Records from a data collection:
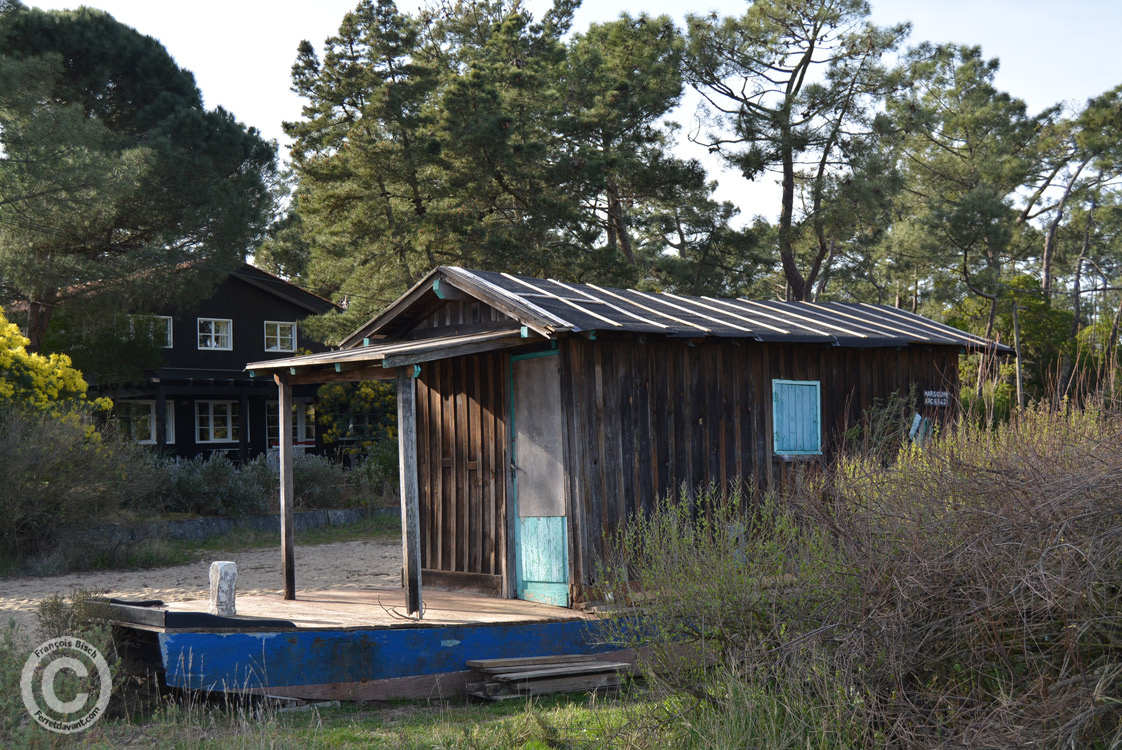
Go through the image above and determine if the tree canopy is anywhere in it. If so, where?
[0,2,275,350]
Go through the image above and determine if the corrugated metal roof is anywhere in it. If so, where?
[436,266,1012,353]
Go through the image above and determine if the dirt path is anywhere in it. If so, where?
[0,541,402,635]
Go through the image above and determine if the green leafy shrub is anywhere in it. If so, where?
[0,408,158,558]
[159,454,276,516]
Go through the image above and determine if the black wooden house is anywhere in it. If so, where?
[107,264,338,460]
[250,267,1006,609]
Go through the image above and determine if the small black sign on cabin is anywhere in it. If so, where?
[250,267,1008,607]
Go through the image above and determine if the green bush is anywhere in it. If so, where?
[144,454,396,516]
[0,406,158,559]
[157,454,276,516]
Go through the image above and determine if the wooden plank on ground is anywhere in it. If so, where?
[467,653,596,669]
[491,661,631,683]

| EXERCISE DIRECTIONS |
Return every line of the data above verbatim, omitting the pictures.

| TASK RESPONSE |
Go through the image above and determine if the tree canopy is anywhere in it. If so, where?
[0,2,275,350]
Go through the image above and determine if the corrugated metal roof is anywhere in it. If so, where?
[436,266,1012,353]
Go through the image above and determine if the dirt path is anywhere in it. If so, where?
[0,541,402,635]
Go through the image above and determine if the green leafy shrub is anywhere in it. If so, where?
[0,408,158,558]
[159,454,276,516]
Go through the image above and determine if the black wooden house is anywhere in it. If so, where?
[107,264,338,460]
[250,267,1006,609]
Go through the image above and determine if the small black sign on cabin is anywhere in it. If so, where?
[250,267,1008,607]
Go through the image above and determine if the green bush is anywhere in it. If so, where?
[144,454,396,516]
[0,406,158,559]
[157,454,276,516]
Go through the image above and determine if the wooden plank on ground is anywhere in it. If so, where?
[467,653,596,669]
[491,661,631,683]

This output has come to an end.